----- MATERIALS PROVIDED -----

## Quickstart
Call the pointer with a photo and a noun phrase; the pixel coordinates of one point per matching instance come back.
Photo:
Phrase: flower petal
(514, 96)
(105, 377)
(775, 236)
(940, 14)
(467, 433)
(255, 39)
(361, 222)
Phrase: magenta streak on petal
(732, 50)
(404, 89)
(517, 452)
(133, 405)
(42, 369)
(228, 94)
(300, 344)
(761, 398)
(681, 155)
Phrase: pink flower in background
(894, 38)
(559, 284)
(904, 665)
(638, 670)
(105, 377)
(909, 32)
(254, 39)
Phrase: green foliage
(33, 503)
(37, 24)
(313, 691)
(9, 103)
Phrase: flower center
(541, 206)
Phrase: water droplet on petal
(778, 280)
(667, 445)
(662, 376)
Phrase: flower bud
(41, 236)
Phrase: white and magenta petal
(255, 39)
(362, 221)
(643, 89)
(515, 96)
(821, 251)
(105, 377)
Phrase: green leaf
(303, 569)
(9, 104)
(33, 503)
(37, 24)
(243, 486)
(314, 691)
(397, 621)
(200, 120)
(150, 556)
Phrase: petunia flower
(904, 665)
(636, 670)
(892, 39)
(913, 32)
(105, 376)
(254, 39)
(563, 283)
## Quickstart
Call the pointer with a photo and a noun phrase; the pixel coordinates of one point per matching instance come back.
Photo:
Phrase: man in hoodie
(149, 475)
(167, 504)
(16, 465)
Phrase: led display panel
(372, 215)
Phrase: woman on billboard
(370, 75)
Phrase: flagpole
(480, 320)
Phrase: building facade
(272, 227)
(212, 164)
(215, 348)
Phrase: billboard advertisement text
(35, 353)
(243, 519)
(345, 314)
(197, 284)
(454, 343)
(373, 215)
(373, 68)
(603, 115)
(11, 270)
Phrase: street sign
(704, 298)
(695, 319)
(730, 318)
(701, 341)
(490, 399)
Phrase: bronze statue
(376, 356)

-----

• _WHAT IS BEING ASKED_
Render every one of the lines above as a two-column CSV headed phrase and points, with one row per line. Each line's text and its answer go in a single quoted field each, and line breaks become spaces.

• _OUTPUT BELOW_
phrase,points
"## Quickstart Call the pointer with a photo and a noun phrase; the pixel coordinates of one point per matching instance come back. Photo: Phrase: flower petal","(514, 96) (105, 377) (775, 236) (940, 14) (467, 433) (255, 39) (361, 222)"
"Phrase: magenta streak on petal","(732, 50) (404, 89) (517, 452) (133, 405) (42, 369) (228, 94) (300, 344) (761, 398) (681, 155)"
"Phrase: pink flower in background","(894, 38) (559, 284) (904, 665) (638, 670) (105, 377) (909, 32) (254, 39)"
"Phrase: green foliage","(33, 503) (37, 24) (313, 691) (9, 103)"
"Phrase: flower center","(541, 206)"
"Phrase: water droplet on petal","(778, 280) (667, 445) (662, 376)"
"Phrase: flower bud","(41, 236)"
"Phrase: white and magenta petal","(255, 39) (362, 221) (643, 89) (515, 96) (821, 251) (105, 377)"
"Phrase: green leaf","(303, 569) (9, 104) (33, 503) (37, 24) (243, 486) (314, 691) (397, 621) (200, 120) (150, 556)"
"Phrase: petunia flower","(904, 665) (636, 670) (892, 39) (913, 32) (105, 376) (254, 39) (563, 283)"
"## Quickstart Call the pointer with a photo and a noun phrase; the pixel coordinates of one point per matching instance come back. Photo: Phrase: man in hoodie","(149, 475) (167, 504) (16, 465)"
"Phrase: led display panel","(372, 215)"
"Phrase: woman on billboard","(370, 75)"
"Phrase: flagpole","(480, 320)"
"Phrase: building facade","(272, 227) (212, 164) (215, 348)"
"Phrase: billboard advertisement text","(35, 353) (243, 519) (345, 314) (197, 284) (454, 343) (373, 215) (373, 68) (603, 115) (11, 270)"
"Phrase: street sign","(704, 298) (695, 319) (730, 318) (701, 341) (490, 399)"
"Phrase: bronze statue","(376, 356)"